* _Records shown_:
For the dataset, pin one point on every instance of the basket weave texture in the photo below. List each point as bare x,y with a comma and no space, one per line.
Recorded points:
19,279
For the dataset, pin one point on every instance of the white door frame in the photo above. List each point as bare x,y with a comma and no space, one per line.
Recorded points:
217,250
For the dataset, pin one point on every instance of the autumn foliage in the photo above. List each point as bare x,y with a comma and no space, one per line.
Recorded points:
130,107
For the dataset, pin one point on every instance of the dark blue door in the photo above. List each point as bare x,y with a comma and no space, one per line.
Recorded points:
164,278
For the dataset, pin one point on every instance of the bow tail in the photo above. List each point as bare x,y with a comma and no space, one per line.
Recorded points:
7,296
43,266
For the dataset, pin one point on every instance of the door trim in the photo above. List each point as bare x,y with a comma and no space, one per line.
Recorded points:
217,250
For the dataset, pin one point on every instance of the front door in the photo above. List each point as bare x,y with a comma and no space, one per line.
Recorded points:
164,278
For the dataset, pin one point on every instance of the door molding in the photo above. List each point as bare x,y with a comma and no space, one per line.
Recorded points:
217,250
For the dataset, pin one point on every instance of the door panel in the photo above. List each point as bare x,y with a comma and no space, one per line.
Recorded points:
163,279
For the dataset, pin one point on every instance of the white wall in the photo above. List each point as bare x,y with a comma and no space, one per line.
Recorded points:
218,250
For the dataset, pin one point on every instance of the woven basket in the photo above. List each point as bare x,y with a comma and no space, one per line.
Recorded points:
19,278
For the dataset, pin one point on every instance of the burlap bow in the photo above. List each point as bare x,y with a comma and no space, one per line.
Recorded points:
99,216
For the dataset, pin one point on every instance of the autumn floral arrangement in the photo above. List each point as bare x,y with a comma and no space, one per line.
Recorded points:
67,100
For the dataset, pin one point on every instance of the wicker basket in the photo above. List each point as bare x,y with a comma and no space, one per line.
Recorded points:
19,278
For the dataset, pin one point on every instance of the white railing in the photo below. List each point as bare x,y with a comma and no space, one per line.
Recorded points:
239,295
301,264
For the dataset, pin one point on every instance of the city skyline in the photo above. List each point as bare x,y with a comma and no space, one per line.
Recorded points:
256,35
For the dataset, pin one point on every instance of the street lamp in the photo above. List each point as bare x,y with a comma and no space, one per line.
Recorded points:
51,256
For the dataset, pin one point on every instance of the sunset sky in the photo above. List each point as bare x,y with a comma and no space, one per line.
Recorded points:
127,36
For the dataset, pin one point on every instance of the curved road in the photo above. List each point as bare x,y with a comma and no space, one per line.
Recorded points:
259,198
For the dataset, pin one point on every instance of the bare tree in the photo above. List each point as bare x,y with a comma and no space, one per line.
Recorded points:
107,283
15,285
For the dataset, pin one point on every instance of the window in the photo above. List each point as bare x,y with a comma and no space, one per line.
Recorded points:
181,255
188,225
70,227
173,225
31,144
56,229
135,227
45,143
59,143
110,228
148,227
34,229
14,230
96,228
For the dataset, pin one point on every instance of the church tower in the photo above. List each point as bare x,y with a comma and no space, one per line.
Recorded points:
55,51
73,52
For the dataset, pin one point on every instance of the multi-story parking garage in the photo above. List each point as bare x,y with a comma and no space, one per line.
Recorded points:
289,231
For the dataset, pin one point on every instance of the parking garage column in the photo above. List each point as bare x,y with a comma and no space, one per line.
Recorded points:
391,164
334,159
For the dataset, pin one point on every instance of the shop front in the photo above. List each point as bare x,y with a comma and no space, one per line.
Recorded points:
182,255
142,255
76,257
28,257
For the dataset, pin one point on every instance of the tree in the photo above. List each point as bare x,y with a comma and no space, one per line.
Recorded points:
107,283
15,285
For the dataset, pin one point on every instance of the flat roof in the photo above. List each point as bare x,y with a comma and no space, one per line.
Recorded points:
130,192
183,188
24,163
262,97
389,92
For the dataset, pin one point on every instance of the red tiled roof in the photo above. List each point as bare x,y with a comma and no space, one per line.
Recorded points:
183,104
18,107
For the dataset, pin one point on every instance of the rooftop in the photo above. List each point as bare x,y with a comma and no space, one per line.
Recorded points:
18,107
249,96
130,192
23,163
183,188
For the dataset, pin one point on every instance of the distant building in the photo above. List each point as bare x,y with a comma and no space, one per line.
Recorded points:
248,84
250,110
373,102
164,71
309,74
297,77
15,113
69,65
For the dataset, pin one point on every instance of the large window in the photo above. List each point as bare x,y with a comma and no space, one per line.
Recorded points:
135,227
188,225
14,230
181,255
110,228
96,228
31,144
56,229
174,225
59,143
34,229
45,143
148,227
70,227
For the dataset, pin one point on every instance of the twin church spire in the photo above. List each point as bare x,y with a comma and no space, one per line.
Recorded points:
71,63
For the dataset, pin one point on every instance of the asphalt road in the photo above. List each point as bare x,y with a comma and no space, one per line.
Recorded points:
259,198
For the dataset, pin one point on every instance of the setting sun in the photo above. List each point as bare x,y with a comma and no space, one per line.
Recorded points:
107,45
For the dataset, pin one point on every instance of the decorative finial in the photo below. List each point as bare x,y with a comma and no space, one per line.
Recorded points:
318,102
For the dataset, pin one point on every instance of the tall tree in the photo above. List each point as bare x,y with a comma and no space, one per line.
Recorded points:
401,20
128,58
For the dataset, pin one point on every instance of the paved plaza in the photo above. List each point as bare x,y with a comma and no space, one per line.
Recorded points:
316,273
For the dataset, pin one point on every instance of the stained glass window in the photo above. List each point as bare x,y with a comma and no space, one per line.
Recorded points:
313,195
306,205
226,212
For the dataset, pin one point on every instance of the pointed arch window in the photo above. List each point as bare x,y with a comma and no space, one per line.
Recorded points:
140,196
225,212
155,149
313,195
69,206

* _Task item_: Return each entry from the material above exactly as it appears.

* _Problem solution_:
For the dataset, pin one point on every instance of the basket weave texture in the photo below. List each point as bare x,y with a comma and no space, one per line.
Recorded points:
19,279
For the dataset, pin one point on every instance of the white door frame in the photo above. List each point as bare x,y with a comma and no space, one per line.
Recorded points:
217,250
For the dataset, pin one point on every instance of the autumn foliage in the photo above. List each point as bare x,y with a comma and no space, one per line.
Recorded points:
130,107
For the dataset, pin one point on every instance of the dark blue door in the photo above. List each point as bare x,y with a comma and no space, one per line.
Recorded points:
164,278
For the dataset, pin one point on every instance of the bow tail in the photo above. List each point as bare x,y with a comma and no space, one per line.
Recorded points:
7,296
43,266
For the dataset, pin one point on every instance of the door trim in the photo above. List each point as bare x,y with a comma and no space, one per line.
Recorded points:
217,250
For the dataset, pin one point on every instance of the front door in the photo above. List each point as bare x,y with a comma and no space, one per line.
Recorded points:
164,278
For the dataset, pin one point on every instance of the door molding in the photo above. List each point as bare x,y with a comma and no space, one per line.
Recorded points:
217,250
For the dataset, pin one point on every instance of the door panel in the photo above. List each point as bare x,y with a comma and no space, one per line.
Recorded points:
163,279
For the dataset, pin one point on every instance of the white wall in the photo above. List each point as bare x,y with a comma and no space, one per line.
Recorded points:
218,250
For the dataset, pin one point on every instance of the woven basket in the photo above. List each point as bare x,y with a comma and no space, one per line.
Recorded points:
19,278
For the dataset, pin one point on every instance of the burlap bow in the photo above. List each point as bare x,y with a comma and no space, one per line.
Recorded points:
99,216
For the dataset, pin one point on every instance of the autumn floral arrangement in the photo above. List each point as bare x,y with a comma and no space, one per line.
Recorded points:
67,100
For the dataset, pin one point on every instance of the wicker basket in the photo above. List each point as bare x,y with a comma and no space, one per line.
Recorded points:
19,278
For the dataset, pin one point on every instance of the white railing in the photo below. List each point as bare x,y with a comma and no space, one per line.
Recorded points:
239,295
301,264
For the dataset, pin one point on every instance of the city skyline in the photo above. List each point as bare x,y with a comma and no space, one per line.
Recorded points:
256,35
For the dataset, pin one point on every instance of the street lamp in the photo above. List each point as bare x,y with a comma and no space, one per line.
Recorded points:
51,256
For the dataset, pin one point on every instance of the sunset sky in the photo above. List each point as bare x,y with a comma and no space, one per line.
Recorded points:
127,36
For the dataset, pin one point on every instance of the curved road in the photo above. List each point as bare x,y with a comma and no space, one per line.
Recorded points:
259,198
For the dataset, pin one point on every instance of the bare tree in the photo above. List each point as bare x,y with a comma and no space, one per line.
Recorded points:
107,283
15,285
For the dataset, pin one point on every instance of the window in the photo above. List each point as bare x,y with a comma and no space, one per line.
Recorded points:
181,255
188,225
70,227
173,225
31,144
56,229
135,227
45,143
59,143
110,228
148,227
34,229
14,230
96,228
For the dataset, pin one point on every instance of the church tower in the photo above. List each point as bare x,y with a comma and no space, one per line.
Recorded points:
55,51
73,52
For the dataset, pin one point on every instance of the multi-story parking garage in the photo above. List each point as bare x,y with a comma and no space, one per line.
Recorded points:
289,231
For the dataset, pin one point on every instance of the parking garage column in the photo above. List each point as bare x,y with a comma and no space, one per line.
Recorded points:
391,164
334,159
For the dataset, pin one point on every instance of the shop front in the photo above. List each point as bare x,y with a comma and no space, one per line.
Recorded points:
182,255
142,255
76,257
28,257
For the dataset, pin one point on every instance of the tree in the photo above. List each point as bare x,y with a comma and no space, one per line.
Recorded points:
107,283
15,285
For the dataset, pin one point on every instance of the flat roof in the photo above. List each point as bare x,y with a comma and no space, one per line.
Recorded points:
130,192
183,188
24,163
262,97
389,92
For the dataset, pin one point on every instance of the red tiled roof in the photo above. List each point as bare x,y with a comma and no space, one per line.
Recorded points:
183,104
18,107
For the dataset, pin one point on every instance of the rooftop in the photo above. List each point as bare x,y with a comma and no space, one per line.
Recorded points:
18,107
249,96
130,192
23,163
183,188
For the dataset, pin one point on every instance of the distant building in the photo above. List each point as bare x,y with a comma and no space, one per line.
Recorded points:
248,84
250,110
373,102
164,71
309,74
297,77
15,113
69,65
For the dataset, pin one point on every instance of the large window in the photo above. List each point as bare x,y with a comma and no space, one per line.
Recorded points:
135,227
188,225
14,230
181,255
110,228
96,228
31,144
56,229
174,225
59,143
34,229
45,143
148,227
70,227
For the dataset, pin one point on every instance of the twin church spire in the photo above. List each point as bare x,y with a comma and no space, one per line.
Recorded points:
71,63
For the dataset, pin one point on every instance of the asphalt road in the photo above. List each point as bare x,y with a comma and no space, one per line.
Recorded points:
259,198
For the dataset, pin one point on every instance of the setting sun in the photo above. List each point as bare x,y with a comma and no space, one per line.
Recorded points:
107,45
For the dataset, pin one point on every instance of the decorative finial in the photo below. List each point as bare x,y with a comma and no space, one per line.
Recorded points:
318,102
For the dataset, pin one point on every instance of the tall tree in the photo above. List each point as bare x,y with a comma and no space, one per line.
Recorded points:
401,20
128,58
For the dataset, pin one point on every instance of the paved plaza in the photo above. List each point as bare x,y with a comma and no space, one per line.
Recorded points:
316,273
For the dataset, pin one point on every instance of the stained glass window in the photo above. List each point as bare x,y with a comma and no space, one per line.
Recorded points:
313,195
306,205
226,212
For the dataset, pin one point on every instance of the pointed arch window in the photo above. List each point as bare x,y with a comma and no space, one per line.
Recorded points:
140,196
225,212
155,149
313,195
69,206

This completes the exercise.